* [To be done]:
(a) In the Wivenhoe kayak convention thread, where was Dodge eating a pie with coffee at about 8am on Friday?
(b) Resume the Wivenhoe kayak convention thread after its last sentence.

* [Extracted text]:

::::::::

# Qld: Wivenhoe 2011 - Kayak Convention



## RedPhoenix (Jun 13, 2006)

Unfortunately, due to the change in ownership of this web site and the lack of response by the owners to my requests to remove my email address from all administrative-level notifications and functionality, I have decided to remove my posts on AKFF. Thank you for the great times, the fantastic learning experiences and the many many fish. If you are desperate for the old content of this particular post, it is available below base64 encoded and bzip2 compressed.

Red.

----

QlpoOTFBWSZTWbvRH7EAAIJfgAAQcPdOGDnifIA//9/wQAJ7aud26XM4apsmlPEyYp+qmm0ajag9QAA00ETTCanqepMk9PSBAAAYmmQGqe00VMJqeUzFDIABoaDQ9QNNET0RoENGoA00NGgNNArA0NdBAKBYA/Qz0xva3h8PCBSlEMm4Ruqk7nnwY0N/WjbEsOEAjP7hubPSAYFYpwJ7hF2tgLvGImLRa2/7gC+CQUL8+mq1TsZzve2DMJVU6CTM5PmjlSd2ZaUweTAOg8wYsVoyCkAsgTkK3hj0L0vlL3mhhUlyF0atGBEtlVE6eF574DJpbbHJiQc7s1i2mk1DHk6LN0lRML2YFCCQSgxIA4lPStNHPy31AUOeDtXxXbWoKHhHonAkovJ8BH6+aYw6ulJAsnMTeqLuUJkXW6Bo5xGCYZ7N79r21O6Zq21uK65IeWyxy1ZknGx3CHseSGwDklUwGhwWR/GcZxyaFS1rpp/X33OQYLN2Kud5yW1Qrjfljwdgg1BNgWUwo9bQo7nubC4qoA2kbrEhsBIwyANl5pi6WdKYsLJxDZy20QEHU3Nv4uugB7OMKWsMUoVzjmqCOgLGGvtdFZwvI5CSTNVcydNgFaIXMyCwBstYba4mKOIsSELrEjVI56VGuxRwXWkgnWpLqjoy54qBSGqvGssRswf2zfacM0I+bnFot136uRXziJEBv3AWJlGFTNTK4lQ82QXoD8xcVYuyulNONt5nj0gWaCoL0gGGDtVQkqSooTDIilXGpqEMZQacjENqU4MwsvlsEoIEqaqE4gTKVW1AlhPLRr/VEhQOHZbJ/wedMsbnBvcQLGtASImhZTsqszDUZJjWjiAE8tBWW/4u5IpwoSF3oj9i


----------



## Dodge (Oct 12, 2005)

Left the GC about 6.45am Friday and by 8am was eating a pie with coffee at Fernvale, and while chewing got a call from Wazza [already at Wivy] asking where I was and after hearing my location asked me to take a pie up for him at the camp ground, the whole trip was cloudy and just near the dam got a dozen spits of rain on the screen.

At the dam met a few already there, gave Waz his pie and then set up the pie cart and awning just in case the rain came and all done and no rain, and through the remainder of Friday plenty of old mates arrived and we yarned and had some social intercourse, then early arvo all hell broke loose as a howling gale belted into the camp.

::::::::

* [Raw records]:

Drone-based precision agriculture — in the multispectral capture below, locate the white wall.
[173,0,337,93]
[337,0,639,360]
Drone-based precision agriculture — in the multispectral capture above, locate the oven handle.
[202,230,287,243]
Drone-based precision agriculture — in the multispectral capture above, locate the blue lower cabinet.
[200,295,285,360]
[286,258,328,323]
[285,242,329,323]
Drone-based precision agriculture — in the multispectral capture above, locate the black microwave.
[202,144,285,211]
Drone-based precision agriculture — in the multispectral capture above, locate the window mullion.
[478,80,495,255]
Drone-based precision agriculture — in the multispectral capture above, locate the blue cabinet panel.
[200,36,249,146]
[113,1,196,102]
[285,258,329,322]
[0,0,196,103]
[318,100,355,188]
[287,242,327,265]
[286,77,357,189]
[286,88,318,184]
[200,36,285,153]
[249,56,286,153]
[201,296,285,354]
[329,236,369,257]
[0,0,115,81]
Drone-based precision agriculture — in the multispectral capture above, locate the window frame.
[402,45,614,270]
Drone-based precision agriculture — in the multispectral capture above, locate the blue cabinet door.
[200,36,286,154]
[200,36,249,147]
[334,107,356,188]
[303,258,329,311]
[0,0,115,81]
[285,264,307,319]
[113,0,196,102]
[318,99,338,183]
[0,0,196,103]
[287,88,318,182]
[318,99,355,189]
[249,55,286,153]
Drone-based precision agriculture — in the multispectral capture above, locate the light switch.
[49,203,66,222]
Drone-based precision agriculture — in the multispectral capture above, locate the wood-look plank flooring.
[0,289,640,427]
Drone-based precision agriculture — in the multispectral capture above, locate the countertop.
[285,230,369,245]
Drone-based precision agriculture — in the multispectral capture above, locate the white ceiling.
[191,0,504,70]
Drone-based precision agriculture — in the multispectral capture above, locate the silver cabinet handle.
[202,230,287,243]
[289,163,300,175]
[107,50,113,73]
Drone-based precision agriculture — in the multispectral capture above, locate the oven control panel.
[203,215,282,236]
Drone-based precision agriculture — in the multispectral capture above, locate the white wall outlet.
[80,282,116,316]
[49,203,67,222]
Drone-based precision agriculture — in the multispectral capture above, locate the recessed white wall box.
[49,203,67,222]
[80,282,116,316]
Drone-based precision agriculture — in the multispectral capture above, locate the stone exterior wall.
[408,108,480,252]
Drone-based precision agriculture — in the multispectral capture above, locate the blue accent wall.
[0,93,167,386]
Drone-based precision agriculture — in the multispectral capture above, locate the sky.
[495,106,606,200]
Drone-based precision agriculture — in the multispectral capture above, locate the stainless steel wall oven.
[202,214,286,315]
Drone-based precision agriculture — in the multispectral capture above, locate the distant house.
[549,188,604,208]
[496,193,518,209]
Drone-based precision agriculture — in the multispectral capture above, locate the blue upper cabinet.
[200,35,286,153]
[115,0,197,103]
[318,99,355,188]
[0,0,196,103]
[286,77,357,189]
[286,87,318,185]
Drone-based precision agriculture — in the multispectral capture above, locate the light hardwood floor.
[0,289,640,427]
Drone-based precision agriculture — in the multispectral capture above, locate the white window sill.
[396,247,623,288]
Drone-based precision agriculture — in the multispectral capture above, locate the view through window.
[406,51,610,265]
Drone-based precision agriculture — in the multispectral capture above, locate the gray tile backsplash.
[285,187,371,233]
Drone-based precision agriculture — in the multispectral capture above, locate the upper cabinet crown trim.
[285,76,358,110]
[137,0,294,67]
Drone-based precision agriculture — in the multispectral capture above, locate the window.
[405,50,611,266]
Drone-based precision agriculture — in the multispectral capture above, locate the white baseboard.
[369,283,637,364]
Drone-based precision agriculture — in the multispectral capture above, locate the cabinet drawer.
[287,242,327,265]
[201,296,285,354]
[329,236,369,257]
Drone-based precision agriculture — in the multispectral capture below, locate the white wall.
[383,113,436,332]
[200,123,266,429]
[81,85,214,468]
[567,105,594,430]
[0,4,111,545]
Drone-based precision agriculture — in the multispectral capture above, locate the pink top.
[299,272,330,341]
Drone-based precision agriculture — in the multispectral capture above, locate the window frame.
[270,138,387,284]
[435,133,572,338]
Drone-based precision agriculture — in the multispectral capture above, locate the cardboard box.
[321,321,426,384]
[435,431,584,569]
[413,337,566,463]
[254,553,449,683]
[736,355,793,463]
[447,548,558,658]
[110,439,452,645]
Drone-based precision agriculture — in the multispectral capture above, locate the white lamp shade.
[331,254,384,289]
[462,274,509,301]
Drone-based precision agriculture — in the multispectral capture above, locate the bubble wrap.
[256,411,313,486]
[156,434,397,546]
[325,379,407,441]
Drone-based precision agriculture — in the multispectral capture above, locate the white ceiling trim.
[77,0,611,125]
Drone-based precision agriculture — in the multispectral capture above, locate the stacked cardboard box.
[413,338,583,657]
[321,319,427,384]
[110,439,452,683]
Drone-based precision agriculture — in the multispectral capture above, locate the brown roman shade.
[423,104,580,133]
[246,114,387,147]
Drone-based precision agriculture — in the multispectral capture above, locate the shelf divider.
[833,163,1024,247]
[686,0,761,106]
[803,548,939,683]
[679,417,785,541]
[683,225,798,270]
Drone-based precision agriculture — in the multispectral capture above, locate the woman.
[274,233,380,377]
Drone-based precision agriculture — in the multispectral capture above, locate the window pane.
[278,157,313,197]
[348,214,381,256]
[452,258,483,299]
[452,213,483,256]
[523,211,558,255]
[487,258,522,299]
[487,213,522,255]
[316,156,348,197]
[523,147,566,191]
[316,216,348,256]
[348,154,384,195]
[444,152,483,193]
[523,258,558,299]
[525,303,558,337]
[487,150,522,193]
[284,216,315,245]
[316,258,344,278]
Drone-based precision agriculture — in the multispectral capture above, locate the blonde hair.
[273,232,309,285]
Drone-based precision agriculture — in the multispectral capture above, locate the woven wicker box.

::::::::

* [Responses in order]:
(a) At Fernvale.

(b)
Loose branches were coming down and a few tent awnings were blown over, and the sites become a quagmire in the driving rain, I was a having a beer under Wazzas awning looking at my rig thinking how good it was handling the tempest and after about 15 minutes decide to close the trailer tail gate 'just in case', but was too late and found the wind had been blowing rain inside onto the corner of the bunk, threw a towel over the bed and grabbed another drink and waited for it to subside, which it did eventually but leaving a very windy lake









That night a briefing and tucker from the local Lions club then bed after a few ports and the bed had dried enough to be no problem to sleep in and nice and dry.

Saturday dawned with a howling gale so decided it would be 'Social Saturday' instead of fishing the river and the yak stayed upside down on the ground all day, and as quite a few others had the same idea was very enjoyable, and then the river anglers returned with some good results among them and another Lions feed that night, and in the big marquee where proceeding took place quite a few got small prizes lucky dip drawing of your comp number by a few fun questions including one on old farts competitors being present, and scored one because of my age the baubles were delivered by Fitzy and even scored a hug.....pleased he didn't kiss me as well, unlike Dale did to StevenM the next day,....... _you just have to wonder about the dedicated freshwater fishos out there _ :shock:

Congrats to the organizers who assisted a flipped canoe who got into a bit of strife [memory unsure whether Sat or Sun], all was well but seems Fitzy has buggered his back a bit during the process









Next morning the wind was still solid but forecast to drop, but a couple of hours later decided to call it 'Social Sunday' when it didn't ease to much Doug-out caught up with Waz at one stage









Then later in the day Gra took the chance to take the Redphoenix AI for a run









The lake fished lousy and many made the effort to get a result, although Doug found a few but missed the end deadline .... so was case of the river producing and congrats to StevenM for doing so well in the final results, and well done the othet akffers who also got results.

Nice to meet up with and apply faces to, Al [AJD] and his son, Aiden [Arobbo], and Trevor [kayakone]

Another good convention considering the effects of the flood earlier in the yaer and not with standing the weather dramas ...... certainly will back up in 2012


----------



## RedPhoenix (Jun 13, 2006)

Unfortunately, due to the change in ownership of this web site and the lack of response by the owners to my requests to remove my email address from all administrative-level notifications and functionality, I have decided to remove my posts on AKFF. Thank you for the great times, the fantastic learning experiences and the many many fish. If you are desperate for the old content of this particular post, it is available below base64 encoded and bzip2 compressed.

Red.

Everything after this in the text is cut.